Stated problem – Write out every line of the material from the line containing "Tell me exactly where the dark eye" down to the line containing "top-left (0, 1), bottom-right (600, 398)", with both ends and the requests included. Shift each coordinate in the answers by adding 81 to it, and leave the requests unchanged.

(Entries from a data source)
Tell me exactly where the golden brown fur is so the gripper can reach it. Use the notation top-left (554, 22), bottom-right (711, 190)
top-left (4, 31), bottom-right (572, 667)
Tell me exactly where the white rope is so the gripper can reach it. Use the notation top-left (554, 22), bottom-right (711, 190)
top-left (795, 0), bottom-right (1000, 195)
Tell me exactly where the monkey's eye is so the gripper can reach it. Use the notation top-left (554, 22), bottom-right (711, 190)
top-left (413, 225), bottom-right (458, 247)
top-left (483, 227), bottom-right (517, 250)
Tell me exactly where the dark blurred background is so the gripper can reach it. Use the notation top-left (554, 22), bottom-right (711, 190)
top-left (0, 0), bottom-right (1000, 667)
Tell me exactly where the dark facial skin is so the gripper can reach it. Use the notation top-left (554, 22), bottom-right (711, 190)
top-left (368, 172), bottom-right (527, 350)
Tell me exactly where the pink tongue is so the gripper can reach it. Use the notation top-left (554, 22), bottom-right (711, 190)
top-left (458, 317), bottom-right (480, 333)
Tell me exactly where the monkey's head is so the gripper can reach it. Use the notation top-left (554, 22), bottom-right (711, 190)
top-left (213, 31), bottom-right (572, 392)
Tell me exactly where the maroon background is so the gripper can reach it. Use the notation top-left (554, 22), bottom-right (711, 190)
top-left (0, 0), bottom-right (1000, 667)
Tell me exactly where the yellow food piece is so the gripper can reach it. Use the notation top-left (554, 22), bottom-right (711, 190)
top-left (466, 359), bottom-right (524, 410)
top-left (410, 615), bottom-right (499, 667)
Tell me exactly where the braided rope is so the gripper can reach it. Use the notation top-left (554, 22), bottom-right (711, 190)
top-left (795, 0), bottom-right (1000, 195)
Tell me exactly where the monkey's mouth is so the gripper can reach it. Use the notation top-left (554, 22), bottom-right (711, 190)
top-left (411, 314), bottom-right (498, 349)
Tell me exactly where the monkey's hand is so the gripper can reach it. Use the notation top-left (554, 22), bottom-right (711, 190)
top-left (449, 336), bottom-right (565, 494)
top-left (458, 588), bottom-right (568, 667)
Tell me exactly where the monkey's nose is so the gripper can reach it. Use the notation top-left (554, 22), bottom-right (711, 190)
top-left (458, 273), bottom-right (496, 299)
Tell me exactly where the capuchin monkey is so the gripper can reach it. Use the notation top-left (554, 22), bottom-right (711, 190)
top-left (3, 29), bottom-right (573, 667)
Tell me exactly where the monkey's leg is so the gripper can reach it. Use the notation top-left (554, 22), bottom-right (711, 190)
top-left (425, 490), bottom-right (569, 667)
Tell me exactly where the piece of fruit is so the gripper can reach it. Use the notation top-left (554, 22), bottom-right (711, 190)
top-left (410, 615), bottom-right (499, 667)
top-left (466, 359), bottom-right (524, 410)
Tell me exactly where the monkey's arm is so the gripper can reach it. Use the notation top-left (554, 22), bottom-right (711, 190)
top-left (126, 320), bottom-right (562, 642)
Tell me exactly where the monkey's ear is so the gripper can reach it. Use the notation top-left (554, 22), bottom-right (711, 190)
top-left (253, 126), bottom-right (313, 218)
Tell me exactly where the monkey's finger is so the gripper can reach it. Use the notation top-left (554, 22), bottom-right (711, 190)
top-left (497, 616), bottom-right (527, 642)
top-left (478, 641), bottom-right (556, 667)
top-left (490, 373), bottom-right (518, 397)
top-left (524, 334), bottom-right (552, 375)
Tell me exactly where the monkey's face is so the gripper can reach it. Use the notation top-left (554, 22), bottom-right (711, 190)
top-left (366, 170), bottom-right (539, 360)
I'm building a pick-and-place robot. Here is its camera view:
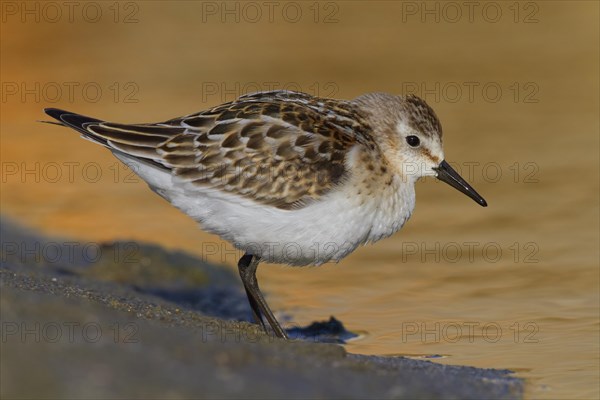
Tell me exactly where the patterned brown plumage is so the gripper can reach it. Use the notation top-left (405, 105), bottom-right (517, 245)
top-left (85, 91), bottom-right (377, 209)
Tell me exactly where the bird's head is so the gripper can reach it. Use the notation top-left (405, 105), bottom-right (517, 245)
top-left (353, 93), bottom-right (487, 207)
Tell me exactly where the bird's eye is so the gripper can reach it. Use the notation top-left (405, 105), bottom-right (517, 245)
top-left (406, 135), bottom-right (421, 147)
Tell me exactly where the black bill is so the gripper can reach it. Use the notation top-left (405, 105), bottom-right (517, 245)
top-left (434, 161), bottom-right (487, 207)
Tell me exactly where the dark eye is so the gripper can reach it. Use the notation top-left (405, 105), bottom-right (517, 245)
top-left (406, 135), bottom-right (421, 147)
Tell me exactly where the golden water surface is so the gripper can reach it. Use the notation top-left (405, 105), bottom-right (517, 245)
top-left (0, 1), bottom-right (600, 398)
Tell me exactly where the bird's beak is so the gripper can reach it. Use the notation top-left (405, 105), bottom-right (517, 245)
top-left (434, 160), bottom-right (487, 207)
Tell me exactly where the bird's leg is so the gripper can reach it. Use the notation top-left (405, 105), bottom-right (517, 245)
top-left (238, 254), bottom-right (288, 339)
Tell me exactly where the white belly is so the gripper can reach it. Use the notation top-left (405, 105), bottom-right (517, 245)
top-left (118, 152), bottom-right (415, 265)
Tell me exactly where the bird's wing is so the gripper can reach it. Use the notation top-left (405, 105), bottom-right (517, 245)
top-left (47, 92), bottom-right (368, 209)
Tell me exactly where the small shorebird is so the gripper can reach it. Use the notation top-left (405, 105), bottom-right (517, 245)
top-left (45, 91), bottom-right (487, 338)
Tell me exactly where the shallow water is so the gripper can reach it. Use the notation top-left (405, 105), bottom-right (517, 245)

Output of the task –
Tell me exactly where the dark eye is so the gripper can reach it. Use the notation top-left (405, 105), bottom-right (517, 245)
top-left (487, 216), bottom-right (502, 228)
Tell me exactly where the golden water surface is so the gripper can reach it. Use the notation top-left (405, 105), bottom-right (517, 245)
top-left (81, 82), bottom-right (681, 479)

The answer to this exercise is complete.